▸ **Exercise tasks**
a - Revise the stretch of the Bucks game recap from "In the debuts" through "what we got.", putting "rout" in place of "blowout".
b - Answer these questions from the Bucks game recap:
(i) How many points did the Bucks score against the Warriors?
(ii) How many rebounds did Luc Mbah a Moute pull down?
(iii) On how many shots did Mike Dunleavy score his 24 points?

▸ **Quoted text**
:::

Scott Skiles really brought the effort tonight. The guy on the right was pretty good too.
Scott Skiles really brought the effort tonight. The guy on the right was pretty good too.

Box Score

Well. That was fun.

In the debuts of new arrivals Monta Ellis and Ekpe Udoh, the Milwaukee Bucks ran roughshod over the Golden State Warriors, scoring a season-high 120 points and putting the game comfortably out of reach early in the fourth quarter. The Warriors were without their two best players, PG Stephen Curry and, of course, center Andrew Bogut (weird), and the franchise is assumed to be in tank mode for the remainder of this season. But when a team gunning for the playoffs plays a team looking to lose, a blowout should be expected. And a blowout is exactly what we got.

If I may go so far as to make a bold statement, I'll say that the first quarter of this game was the most enjoyable quarter the Bucks have played in a long time. Maybe not the most efficient, or effective, or important, but just seeing the ball flying around the court while Warriors tried to keep up was an absolute pleasure. The Bucks held a 19 point lead after 12 minutes and looked to be cruising. The second quarter dropped off a bit, as the Bucks' ball movement began to stall and some bad shots got hoisted. The Warriors' attempts started to drop and the momentum began to swing. But a late 10-4 run boosted the margin back to 13 at the half.

The final 24 minutes were a blur, as both teams posted offensive ratings above 115.0, including an incredible 136.0 for Milwaukee. Surprisingly (and infuriatingly for Warriors coach Mark Jackson, I'm sure), the Bucks continued to pile on much in the same way they did in the first half: a strong showing on the offensive glass, lots of open jumpers for players accustomed to making them, and plenty of running and dishing.

Seeing only the final score, one could be forgiven for assuming Brandon Jennings, or Monta Ellis, or even Drew Gooden blew up for a big scoring night. But while each of them contributed in useful ways, tonight starred a very different trio of deer.

Three Bucks

Luc Mbah a Moute.

Ignore those spots in the corner; Luc Mbah a Moute didn't try any half-court shot in this game. The rest is accurate. Luc scored a career-high 22 points on layup after layup after wide-open layup. It was almost confusing. He also pulled down 17 rebounds (9 offensive), had three steals, and blocked a shot. Luc's value lies largely in his ability to lock down opponents, but tonight was a showcase of a skill set that extends far beyond defense.

Mike Dunleavy. The game's leading scorer also attempted the third-fewest shots among every Milwaukee player who earned significant minutes. Dunleavy's 24 points on only 8 shots were a thing of beauty, and he looked to be toying with Golden State for stretches. When defenders finally started closing out aggressively, he elegantly pump-faked, took a single step, then buried the shot. Or, when he felt like being particularly devious, he pulled out the old pump-fake-shot-attempt-foul-drawing maneuver. Also chipped in four assists and three rebounds for good measure, and not a single turnover.

:::

▸ **Data section**
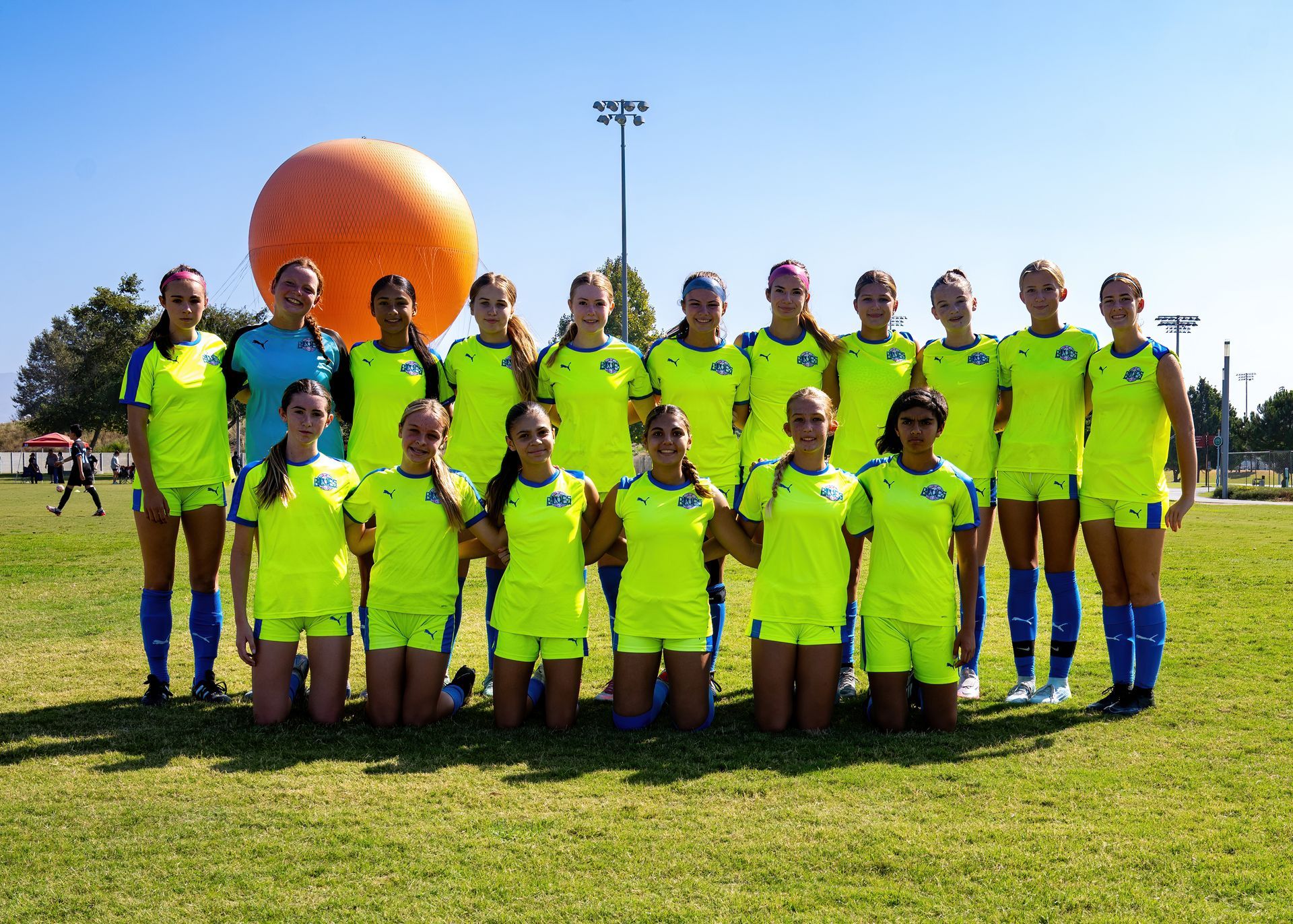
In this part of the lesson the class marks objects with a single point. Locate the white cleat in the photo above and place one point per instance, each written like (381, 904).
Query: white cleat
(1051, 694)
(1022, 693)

:::

▸ **Exercise responses**
a -
In the debuts of new arrivals Monta Ellis and Ekpe Udoh, the Milwaukee Bucks ran roughshod over the Golden State Warriors, scoring a season-high 120 points and putting the game comfortably out of reach early in the fourth quarter. The Warriors were without their two best players, PG Stephen Curry and, of course, center Andrew Bogut (weird), and the franchise is assumed to be in tank mode for the remainder of this season. But when a team gunning for the playoffs plays a team looking to lose, a rout should be expected. And a rout is exactly what we got.

b -
(i) 120 points, a season high.
(ii) 17 rebounds, 9 of them offensive.
(iii) 8 shots.